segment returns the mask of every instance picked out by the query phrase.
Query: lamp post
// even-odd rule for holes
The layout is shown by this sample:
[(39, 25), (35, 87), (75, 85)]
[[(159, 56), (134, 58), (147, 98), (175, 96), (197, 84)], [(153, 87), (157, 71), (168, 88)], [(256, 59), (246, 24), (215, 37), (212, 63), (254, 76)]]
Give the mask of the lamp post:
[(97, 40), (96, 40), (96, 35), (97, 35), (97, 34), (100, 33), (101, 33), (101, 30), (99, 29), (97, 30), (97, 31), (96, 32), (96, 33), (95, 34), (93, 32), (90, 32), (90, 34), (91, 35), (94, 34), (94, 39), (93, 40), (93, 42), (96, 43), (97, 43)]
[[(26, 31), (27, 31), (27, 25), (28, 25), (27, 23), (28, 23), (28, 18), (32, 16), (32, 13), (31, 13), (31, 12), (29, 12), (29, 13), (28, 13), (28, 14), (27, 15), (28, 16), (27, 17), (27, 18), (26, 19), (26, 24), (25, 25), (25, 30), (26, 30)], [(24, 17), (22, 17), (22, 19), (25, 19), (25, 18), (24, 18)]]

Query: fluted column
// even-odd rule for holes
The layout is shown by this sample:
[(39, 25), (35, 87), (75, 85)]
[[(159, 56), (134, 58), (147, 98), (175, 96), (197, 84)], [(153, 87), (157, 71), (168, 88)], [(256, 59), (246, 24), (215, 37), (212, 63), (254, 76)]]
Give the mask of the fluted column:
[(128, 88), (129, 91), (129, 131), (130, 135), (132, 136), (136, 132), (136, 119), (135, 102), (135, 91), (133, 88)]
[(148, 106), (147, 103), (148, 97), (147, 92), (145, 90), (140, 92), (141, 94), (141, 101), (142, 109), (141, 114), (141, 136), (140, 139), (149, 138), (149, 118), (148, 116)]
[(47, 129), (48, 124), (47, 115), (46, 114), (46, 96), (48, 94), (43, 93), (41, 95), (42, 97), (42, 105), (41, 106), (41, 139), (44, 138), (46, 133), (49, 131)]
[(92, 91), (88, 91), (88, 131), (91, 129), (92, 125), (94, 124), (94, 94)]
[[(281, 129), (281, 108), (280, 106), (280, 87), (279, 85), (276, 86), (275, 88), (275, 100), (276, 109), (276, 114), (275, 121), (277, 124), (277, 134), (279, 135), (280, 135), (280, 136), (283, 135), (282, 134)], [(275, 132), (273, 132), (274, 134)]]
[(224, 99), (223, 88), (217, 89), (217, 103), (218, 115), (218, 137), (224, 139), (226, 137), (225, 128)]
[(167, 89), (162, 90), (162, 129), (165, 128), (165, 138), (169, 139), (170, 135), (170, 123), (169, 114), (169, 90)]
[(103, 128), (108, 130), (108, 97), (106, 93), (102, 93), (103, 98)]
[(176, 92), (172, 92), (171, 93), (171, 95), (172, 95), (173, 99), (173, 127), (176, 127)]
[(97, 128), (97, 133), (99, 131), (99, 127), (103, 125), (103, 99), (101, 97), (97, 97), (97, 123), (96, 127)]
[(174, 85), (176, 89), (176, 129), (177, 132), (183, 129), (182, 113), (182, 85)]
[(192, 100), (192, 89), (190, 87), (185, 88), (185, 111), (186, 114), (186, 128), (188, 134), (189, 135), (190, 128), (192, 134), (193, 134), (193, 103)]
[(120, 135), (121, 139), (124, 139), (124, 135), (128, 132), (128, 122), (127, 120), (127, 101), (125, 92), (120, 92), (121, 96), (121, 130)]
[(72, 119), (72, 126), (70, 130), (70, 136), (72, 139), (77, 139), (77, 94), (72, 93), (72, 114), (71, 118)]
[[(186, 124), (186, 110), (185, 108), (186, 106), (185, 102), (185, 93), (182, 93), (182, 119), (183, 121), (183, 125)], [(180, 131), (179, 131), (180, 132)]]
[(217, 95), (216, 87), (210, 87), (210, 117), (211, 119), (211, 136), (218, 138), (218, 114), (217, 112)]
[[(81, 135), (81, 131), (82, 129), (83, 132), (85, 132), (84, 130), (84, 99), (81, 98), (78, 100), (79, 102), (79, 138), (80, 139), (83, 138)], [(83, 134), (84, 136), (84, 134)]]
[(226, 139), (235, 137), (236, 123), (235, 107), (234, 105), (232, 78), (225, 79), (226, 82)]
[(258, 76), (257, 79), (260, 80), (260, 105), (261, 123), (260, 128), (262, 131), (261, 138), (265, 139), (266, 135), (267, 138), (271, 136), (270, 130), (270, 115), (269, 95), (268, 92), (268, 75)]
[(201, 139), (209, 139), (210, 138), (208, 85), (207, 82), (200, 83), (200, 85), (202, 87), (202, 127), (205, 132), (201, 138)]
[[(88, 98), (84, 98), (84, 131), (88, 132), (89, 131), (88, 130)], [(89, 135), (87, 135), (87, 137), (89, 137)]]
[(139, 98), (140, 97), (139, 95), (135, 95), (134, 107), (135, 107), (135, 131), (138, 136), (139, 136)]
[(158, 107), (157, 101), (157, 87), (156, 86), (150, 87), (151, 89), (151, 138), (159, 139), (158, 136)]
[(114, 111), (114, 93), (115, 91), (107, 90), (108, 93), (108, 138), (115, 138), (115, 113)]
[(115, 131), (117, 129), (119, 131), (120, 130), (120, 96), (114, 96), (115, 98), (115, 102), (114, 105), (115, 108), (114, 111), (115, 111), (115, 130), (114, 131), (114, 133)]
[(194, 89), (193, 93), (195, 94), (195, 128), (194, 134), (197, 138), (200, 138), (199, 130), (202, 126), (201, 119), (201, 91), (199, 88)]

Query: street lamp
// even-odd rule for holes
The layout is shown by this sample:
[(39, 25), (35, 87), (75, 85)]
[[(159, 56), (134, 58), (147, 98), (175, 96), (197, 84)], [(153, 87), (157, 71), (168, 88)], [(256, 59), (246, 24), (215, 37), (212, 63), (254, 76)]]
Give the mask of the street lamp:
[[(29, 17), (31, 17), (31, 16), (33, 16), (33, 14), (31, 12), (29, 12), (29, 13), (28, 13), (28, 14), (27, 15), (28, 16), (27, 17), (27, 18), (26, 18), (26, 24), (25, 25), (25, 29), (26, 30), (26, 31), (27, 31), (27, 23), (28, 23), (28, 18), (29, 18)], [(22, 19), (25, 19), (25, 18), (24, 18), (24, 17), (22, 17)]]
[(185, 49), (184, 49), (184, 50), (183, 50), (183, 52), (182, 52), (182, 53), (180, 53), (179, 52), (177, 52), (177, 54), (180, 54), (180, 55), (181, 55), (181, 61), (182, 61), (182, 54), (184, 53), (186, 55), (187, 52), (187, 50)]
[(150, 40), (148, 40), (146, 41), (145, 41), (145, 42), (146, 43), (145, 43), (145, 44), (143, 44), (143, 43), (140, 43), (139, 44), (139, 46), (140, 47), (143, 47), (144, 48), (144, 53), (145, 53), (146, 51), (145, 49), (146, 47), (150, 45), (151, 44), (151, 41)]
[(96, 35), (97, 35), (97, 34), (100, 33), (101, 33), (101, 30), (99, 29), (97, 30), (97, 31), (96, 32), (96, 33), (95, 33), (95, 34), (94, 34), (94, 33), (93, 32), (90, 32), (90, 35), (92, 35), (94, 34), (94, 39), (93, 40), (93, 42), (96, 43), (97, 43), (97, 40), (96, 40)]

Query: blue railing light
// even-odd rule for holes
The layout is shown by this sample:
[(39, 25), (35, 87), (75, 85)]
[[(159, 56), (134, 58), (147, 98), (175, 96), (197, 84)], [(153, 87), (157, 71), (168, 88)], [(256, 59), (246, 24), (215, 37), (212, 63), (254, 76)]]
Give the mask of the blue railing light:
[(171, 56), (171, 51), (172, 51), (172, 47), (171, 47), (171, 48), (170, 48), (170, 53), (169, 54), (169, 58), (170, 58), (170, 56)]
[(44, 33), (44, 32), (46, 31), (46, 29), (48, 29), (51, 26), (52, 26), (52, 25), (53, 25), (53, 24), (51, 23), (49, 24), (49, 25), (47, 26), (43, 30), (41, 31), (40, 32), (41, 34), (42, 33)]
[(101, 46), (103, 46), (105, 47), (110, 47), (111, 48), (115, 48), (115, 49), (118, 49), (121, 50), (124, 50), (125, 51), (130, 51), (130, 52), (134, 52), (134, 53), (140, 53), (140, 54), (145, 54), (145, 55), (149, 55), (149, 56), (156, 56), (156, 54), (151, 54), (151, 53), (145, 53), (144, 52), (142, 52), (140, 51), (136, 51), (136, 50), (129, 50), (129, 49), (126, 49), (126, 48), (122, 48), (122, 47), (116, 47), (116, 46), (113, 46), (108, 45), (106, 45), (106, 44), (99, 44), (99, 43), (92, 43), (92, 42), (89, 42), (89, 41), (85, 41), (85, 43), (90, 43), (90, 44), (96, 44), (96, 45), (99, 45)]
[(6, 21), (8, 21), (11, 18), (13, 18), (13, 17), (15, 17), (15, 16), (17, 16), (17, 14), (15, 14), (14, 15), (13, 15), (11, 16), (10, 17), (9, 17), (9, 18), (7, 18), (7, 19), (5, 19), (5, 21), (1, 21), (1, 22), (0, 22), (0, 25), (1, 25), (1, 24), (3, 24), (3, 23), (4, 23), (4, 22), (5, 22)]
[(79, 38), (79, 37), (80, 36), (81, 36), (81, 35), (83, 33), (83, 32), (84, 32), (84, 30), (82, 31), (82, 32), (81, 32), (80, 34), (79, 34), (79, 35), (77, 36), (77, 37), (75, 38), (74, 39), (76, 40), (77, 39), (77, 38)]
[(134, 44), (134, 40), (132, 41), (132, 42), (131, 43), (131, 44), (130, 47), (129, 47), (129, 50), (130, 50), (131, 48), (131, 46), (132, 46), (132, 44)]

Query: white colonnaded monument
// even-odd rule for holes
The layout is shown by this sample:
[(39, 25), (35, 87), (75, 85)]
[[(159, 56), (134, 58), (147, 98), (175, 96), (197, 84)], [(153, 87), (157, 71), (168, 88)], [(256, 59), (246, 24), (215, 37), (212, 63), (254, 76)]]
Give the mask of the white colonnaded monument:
-- -- --
> _Request_
Write out the listing again, from its first line down through the line containing "Give the mask of the lamp", switching "lamp post" to "street lamp" and leaving everything else unchanged.

> _Complete answer_
segment returns the mask of every instance picked out by the query phrase.
Query: street lamp
// even-odd rule for holes
The layout is shown by this sample:
[(39, 25), (35, 87), (75, 85)]
[[(159, 56), (134, 58), (147, 98), (175, 96), (197, 84)], [(153, 87), (157, 71), (168, 88)], [(256, 59), (246, 24), (215, 37), (212, 63), (254, 76)]]
Give the mask of the street lamp:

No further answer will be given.